** ABOUT THIS TASK **
Can you reproduce the listing below with "positive clicks" substituted by "foreground clicks" and everything else left the same?

** RECORD EXCERPTS **
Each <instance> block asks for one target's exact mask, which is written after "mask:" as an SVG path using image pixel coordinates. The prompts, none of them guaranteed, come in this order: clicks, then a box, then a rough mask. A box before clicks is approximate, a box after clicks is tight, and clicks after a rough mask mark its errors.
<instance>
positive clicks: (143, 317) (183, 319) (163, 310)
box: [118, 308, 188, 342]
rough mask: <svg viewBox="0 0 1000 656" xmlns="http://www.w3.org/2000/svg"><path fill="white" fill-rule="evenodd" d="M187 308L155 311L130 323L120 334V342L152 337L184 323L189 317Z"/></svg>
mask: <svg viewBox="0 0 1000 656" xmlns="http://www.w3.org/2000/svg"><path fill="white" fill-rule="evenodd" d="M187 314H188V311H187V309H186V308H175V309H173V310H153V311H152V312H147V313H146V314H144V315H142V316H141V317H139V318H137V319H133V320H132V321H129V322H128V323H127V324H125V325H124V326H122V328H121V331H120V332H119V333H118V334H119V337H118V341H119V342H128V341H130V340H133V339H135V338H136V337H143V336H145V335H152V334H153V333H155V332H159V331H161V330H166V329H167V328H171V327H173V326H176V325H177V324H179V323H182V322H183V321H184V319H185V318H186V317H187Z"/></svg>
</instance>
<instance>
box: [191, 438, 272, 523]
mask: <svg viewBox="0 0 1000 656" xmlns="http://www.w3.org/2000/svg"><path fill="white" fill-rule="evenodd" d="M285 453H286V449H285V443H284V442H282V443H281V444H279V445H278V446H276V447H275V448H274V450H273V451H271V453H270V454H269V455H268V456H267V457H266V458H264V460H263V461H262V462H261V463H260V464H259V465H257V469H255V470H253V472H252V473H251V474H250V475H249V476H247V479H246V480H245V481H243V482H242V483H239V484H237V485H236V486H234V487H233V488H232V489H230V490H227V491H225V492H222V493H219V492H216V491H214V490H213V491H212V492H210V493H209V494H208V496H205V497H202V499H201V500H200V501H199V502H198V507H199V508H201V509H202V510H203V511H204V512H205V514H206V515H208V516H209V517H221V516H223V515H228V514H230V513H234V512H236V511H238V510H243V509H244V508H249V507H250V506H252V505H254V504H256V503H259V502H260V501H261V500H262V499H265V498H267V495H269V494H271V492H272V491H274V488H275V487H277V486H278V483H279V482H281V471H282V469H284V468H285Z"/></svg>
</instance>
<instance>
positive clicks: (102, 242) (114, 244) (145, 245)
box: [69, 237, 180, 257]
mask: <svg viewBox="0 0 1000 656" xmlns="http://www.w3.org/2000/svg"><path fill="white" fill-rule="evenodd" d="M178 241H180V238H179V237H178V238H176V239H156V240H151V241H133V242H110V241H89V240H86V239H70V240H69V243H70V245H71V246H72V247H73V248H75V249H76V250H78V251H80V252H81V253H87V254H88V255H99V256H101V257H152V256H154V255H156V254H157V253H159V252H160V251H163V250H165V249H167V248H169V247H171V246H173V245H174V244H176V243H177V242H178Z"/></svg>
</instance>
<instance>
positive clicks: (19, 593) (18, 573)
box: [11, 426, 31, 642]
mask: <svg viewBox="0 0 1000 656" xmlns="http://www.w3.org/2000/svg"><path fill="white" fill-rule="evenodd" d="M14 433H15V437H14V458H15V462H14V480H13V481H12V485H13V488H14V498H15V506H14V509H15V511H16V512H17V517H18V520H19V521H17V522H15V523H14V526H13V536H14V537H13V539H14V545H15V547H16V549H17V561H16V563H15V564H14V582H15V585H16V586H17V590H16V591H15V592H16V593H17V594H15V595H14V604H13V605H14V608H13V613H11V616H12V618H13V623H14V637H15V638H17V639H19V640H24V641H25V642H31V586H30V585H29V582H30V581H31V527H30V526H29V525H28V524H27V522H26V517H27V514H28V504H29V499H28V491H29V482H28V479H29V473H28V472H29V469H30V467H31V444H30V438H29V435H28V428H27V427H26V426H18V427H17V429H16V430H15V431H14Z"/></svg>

** EXERCISE OUTPUT **
Each <instance> block asks for one target's exact mask, which is written after "mask:" as an SVG path using image pixel coordinates. The prompts, none of them guaranteed, come in this order: clicks, then a box, then a rough mask. A box before clicks is approximate, a box after clicks is tight, and clicks after a rough mask mark its errors.
<instance>
foreground clicks: (143, 317) (183, 319) (163, 310)
box: [118, 308, 188, 342]
rough mask: <svg viewBox="0 0 1000 656" xmlns="http://www.w3.org/2000/svg"><path fill="white" fill-rule="evenodd" d="M187 308L155 311L130 323L120 334V342L152 337L184 323L189 317Z"/></svg>
mask: <svg viewBox="0 0 1000 656" xmlns="http://www.w3.org/2000/svg"><path fill="white" fill-rule="evenodd" d="M187 314H188V311H187V309H186V308H175V309H173V310H153V311H152V312H147V313H146V314H144V315H142V316H141V317H139V318H137V319H133V320H132V321H129V322H128V323H127V324H125V325H124V326H122V328H121V331H120V332H119V333H118V334H119V337H118V341H119V342H128V341H130V340H133V339H135V338H136V337H143V336H145V335H152V334H153V333H155V332H159V331H161V330H166V329H167V328H171V327H173V326H176V325H177V324H179V323H182V322H183V321H184V319H185V318H186V317H187Z"/></svg>
</instance>
<instance>
box: [191, 438, 272, 523]
mask: <svg viewBox="0 0 1000 656" xmlns="http://www.w3.org/2000/svg"><path fill="white" fill-rule="evenodd" d="M285 453H286V449H285V443H284V442H282V443H281V444H279V445H278V446H276V447H275V448H274V450H273V451H271V453H270V454H269V455H268V456H267V457H266V458H264V460H263V461H262V462H261V463H260V464H259V465H257V469H255V470H253V472H252V473H251V474H250V475H249V476H247V479H246V480H245V481H243V482H242V483H239V484H237V485H236V486H234V487H233V488H232V489H230V490H227V491H225V492H222V493H219V492H216V491H214V490H213V491H212V492H210V493H209V494H208V496H205V497H202V499H201V500H200V501H199V502H198V507H199V508H201V509H202V510H203V511H204V512H205V514H206V515H208V516H209V517H221V516H223V515H228V514H230V513H234V512H236V511H238V510H243V509H244V508H249V507H250V506H252V505H254V504H256V503H259V502H260V501H261V500H262V499H265V498H267V495H269V494H271V492H272V491H274V488H275V487H277V486H278V483H279V482H281V471H282V469H284V468H285Z"/></svg>
</instance>
<instance>
foreground clicks: (102, 242) (114, 244) (145, 245)
box: [69, 237, 180, 257]
mask: <svg viewBox="0 0 1000 656" xmlns="http://www.w3.org/2000/svg"><path fill="white" fill-rule="evenodd" d="M178 241H180V238H179V237H178V238H176V239H156V240H151V241H133V242H110V241H89V240H86V239H70V240H69V243H70V245H71V246H72V247H73V248H75V249H76V250H78V251H80V252H81V253H87V254H88V255H99V256H101V257H152V256H154V255H156V254H157V253H159V252H160V251H163V250H165V249H167V248H169V247H171V246H173V245H174V244H176V243H177V242H178Z"/></svg>
</instance>
<instance>
foreground clicks: (19, 593) (18, 573)
box: [11, 426, 31, 642]
mask: <svg viewBox="0 0 1000 656" xmlns="http://www.w3.org/2000/svg"><path fill="white" fill-rule="evenodd" d="M14 433H15V437H14V458H15V462H14V480H13V481H12V485H13V488H14V498H15V506H14V509H15V511H16V512H17V517H18V520H19V521H17V522H15V523H14V526H13V536H14V537H13V539H14V545H15V547H16V549H17V561H16V563H15V564H14V582H15V585H16V586H17V590H16V591H15V592H16V593H17V594H15V595H14V604H13V605H14V608H13V613H11V616H12V618H13V623H14V637H15V638H17V639H19V640H24V641H25V642H31V586H30V585H29V582H30V581H31V527H30V526H29V525H28V524H27V522H26V517H27V514H28V504H29V499H28V491H29V482H28V479H29V473H28V472H29V469H30V467H31V444H30V438H29V435H28V428H27V427H26V426H18V427H17V429H16V430H15V431H14Z"/></svg>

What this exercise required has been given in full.